### Dataset content
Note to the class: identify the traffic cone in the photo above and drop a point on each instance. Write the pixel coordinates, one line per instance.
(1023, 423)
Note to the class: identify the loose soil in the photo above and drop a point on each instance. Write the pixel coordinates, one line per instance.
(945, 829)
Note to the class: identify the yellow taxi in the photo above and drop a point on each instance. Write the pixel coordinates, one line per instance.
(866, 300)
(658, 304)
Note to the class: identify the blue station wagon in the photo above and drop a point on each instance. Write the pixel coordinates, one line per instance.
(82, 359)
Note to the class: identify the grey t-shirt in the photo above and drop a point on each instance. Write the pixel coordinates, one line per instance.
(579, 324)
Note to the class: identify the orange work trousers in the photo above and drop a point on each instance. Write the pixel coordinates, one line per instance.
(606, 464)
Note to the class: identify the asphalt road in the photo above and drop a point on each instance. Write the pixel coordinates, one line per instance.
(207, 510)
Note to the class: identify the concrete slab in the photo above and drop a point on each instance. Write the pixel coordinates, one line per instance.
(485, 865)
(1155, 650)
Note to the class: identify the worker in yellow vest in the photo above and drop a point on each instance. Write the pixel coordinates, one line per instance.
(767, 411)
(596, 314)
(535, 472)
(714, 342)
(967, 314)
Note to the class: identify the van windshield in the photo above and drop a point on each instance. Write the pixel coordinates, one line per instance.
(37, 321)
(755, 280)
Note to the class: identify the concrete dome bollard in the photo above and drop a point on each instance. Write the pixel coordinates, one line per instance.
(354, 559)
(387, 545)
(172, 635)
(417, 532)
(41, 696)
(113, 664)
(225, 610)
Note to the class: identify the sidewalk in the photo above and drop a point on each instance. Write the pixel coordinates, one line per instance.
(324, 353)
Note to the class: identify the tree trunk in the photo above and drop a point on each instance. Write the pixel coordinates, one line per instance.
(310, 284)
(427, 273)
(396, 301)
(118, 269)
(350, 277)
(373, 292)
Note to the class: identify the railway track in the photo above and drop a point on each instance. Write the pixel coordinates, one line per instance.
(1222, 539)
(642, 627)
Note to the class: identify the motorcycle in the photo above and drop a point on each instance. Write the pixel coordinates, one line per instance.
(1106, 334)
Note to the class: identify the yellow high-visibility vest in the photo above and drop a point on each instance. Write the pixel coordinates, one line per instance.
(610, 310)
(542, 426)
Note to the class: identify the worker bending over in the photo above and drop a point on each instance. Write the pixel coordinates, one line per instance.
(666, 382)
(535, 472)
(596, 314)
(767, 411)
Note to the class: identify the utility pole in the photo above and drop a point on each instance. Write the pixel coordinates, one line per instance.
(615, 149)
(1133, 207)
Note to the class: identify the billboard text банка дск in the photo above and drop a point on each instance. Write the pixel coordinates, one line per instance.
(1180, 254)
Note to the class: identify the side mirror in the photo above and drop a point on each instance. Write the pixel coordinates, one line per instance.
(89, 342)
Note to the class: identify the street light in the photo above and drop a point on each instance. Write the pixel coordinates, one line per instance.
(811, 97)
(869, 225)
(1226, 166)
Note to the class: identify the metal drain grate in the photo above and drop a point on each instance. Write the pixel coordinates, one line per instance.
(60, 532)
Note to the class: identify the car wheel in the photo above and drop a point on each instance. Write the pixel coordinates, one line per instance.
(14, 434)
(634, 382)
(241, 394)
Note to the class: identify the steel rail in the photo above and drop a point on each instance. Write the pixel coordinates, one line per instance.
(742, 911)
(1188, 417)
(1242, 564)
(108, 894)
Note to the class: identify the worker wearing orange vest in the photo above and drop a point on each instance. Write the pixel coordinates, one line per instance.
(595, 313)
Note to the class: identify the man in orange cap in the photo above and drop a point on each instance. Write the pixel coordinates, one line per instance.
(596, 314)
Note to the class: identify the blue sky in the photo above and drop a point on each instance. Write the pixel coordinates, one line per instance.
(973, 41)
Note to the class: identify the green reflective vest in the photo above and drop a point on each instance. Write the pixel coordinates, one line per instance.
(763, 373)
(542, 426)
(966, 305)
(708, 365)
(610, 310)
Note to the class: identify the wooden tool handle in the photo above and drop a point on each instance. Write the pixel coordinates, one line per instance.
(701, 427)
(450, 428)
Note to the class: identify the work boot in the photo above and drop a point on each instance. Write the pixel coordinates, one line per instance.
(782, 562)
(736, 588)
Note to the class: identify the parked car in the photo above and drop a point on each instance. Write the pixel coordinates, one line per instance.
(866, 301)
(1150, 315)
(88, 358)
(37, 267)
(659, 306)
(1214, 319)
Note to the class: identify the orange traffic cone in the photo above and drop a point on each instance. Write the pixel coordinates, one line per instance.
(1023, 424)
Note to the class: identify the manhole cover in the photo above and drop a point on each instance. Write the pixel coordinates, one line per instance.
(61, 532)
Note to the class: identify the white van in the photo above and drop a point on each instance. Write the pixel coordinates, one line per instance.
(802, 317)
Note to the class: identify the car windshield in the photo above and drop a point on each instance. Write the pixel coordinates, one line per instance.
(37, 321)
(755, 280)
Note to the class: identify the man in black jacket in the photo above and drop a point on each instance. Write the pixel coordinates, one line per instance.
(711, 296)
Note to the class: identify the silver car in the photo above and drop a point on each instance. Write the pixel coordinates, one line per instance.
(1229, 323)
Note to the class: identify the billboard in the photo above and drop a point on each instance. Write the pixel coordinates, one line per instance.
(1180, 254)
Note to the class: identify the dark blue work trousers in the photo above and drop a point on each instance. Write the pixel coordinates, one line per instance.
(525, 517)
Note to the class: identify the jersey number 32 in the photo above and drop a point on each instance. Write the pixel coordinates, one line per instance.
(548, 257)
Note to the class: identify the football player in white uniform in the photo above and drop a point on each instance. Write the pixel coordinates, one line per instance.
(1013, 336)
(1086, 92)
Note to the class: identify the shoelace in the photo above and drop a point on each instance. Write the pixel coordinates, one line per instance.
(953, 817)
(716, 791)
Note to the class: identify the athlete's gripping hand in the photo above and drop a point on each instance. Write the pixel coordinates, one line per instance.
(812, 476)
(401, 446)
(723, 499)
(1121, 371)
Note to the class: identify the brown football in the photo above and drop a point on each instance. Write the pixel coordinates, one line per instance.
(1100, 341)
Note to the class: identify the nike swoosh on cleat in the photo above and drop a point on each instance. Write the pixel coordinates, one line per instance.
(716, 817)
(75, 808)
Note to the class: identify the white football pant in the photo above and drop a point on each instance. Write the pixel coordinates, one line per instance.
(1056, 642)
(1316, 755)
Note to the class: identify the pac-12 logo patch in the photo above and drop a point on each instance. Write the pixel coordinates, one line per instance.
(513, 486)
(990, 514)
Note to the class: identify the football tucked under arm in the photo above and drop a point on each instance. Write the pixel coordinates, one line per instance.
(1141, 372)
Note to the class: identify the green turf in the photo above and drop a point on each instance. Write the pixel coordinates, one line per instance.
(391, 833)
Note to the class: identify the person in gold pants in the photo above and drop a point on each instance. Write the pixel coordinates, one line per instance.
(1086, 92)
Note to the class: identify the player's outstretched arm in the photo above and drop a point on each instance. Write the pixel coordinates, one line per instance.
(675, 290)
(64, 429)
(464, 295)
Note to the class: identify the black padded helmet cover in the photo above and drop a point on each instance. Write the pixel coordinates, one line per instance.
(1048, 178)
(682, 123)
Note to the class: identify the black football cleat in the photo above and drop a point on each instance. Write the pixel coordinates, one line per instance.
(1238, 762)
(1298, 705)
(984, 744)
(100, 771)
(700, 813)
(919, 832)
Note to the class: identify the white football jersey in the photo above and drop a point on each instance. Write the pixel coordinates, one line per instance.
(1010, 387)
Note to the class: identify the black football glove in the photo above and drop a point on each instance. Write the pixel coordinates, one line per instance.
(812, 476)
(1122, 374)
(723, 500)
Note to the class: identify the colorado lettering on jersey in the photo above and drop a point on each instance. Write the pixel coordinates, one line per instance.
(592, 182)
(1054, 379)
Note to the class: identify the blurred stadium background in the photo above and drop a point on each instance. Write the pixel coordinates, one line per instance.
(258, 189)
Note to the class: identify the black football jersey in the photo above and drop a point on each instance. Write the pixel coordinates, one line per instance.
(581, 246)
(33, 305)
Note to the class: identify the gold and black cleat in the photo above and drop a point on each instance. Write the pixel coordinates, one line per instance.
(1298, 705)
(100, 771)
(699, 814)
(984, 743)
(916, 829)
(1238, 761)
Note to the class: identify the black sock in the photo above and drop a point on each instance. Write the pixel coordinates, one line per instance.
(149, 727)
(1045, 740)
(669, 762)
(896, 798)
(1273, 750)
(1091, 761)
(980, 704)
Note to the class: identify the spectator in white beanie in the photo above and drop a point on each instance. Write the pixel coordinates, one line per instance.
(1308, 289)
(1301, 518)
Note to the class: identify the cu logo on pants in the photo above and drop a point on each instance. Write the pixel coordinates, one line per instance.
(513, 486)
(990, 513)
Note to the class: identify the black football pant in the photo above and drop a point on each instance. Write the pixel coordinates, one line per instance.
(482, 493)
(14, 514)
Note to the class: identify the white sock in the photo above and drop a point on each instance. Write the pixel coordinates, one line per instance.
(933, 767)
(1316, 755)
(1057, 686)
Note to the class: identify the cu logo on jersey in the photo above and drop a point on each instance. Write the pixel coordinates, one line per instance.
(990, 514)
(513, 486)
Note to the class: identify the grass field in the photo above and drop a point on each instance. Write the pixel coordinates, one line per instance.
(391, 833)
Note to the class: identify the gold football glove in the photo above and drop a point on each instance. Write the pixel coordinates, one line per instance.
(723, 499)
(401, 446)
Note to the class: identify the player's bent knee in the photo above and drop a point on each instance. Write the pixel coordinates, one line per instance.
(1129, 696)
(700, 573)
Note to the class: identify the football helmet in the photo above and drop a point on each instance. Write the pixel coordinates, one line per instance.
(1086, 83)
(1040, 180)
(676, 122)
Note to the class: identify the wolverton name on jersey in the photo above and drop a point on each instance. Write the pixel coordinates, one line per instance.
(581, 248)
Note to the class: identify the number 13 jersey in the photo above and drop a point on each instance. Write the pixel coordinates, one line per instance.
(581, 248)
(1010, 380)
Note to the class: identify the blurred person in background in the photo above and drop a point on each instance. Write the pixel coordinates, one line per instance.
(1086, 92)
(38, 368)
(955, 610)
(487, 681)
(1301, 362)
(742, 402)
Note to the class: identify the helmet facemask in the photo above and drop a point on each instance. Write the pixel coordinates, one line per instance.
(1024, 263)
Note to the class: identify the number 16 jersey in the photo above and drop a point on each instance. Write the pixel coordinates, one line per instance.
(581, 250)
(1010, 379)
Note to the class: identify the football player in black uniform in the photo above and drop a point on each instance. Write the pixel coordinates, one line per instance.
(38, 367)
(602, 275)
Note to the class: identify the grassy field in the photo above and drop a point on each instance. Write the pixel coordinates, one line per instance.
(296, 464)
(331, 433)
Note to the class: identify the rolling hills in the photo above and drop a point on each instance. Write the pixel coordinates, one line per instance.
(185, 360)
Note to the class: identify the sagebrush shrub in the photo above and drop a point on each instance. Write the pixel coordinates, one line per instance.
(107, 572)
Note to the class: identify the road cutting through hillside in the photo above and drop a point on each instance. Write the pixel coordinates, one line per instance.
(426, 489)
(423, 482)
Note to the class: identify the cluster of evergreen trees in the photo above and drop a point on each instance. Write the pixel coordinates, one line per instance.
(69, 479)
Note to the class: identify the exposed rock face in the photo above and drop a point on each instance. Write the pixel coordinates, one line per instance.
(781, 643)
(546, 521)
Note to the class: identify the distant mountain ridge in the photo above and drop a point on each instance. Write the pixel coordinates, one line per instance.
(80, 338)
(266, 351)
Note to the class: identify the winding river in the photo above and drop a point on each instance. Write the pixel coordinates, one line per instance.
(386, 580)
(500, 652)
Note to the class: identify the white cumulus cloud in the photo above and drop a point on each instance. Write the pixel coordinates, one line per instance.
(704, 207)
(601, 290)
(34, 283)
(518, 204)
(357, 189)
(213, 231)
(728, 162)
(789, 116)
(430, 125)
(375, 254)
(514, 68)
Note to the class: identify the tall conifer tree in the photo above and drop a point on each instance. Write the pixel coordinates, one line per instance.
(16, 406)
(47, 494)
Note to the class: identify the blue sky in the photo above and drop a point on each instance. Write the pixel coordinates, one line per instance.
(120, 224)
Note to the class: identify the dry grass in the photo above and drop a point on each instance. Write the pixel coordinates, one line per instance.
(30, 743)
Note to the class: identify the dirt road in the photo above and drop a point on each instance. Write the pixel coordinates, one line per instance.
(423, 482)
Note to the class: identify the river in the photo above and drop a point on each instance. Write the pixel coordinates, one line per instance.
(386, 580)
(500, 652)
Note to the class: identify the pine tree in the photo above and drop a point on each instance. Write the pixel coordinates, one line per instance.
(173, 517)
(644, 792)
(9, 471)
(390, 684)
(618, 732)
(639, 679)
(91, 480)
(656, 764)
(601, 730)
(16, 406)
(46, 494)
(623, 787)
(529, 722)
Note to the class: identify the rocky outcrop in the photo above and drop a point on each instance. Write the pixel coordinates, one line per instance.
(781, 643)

### Task objective
Only the span from the line with "Note to the class: identify the pine" through the final line of the records goes in the output, each line unchanged.

### Answer box
Note to the class: identify the pine tree in the photo above and drop a point on each instance. Write the pixel coordinates, one line per instance.
(173, 517)
(644, 792)
(9, 471)
(390, 684)
(618, 732)
(639, 679)
(91, 480)
(656, 764)
(601, 730)
(16, 406)
(46, 494)
(623, 787)
(529, 722)
Note to the class: identify the rocky outcrop in the photo above and drop a point on each instance. Write the pixel coordinates, one line per instance.
(781, 643)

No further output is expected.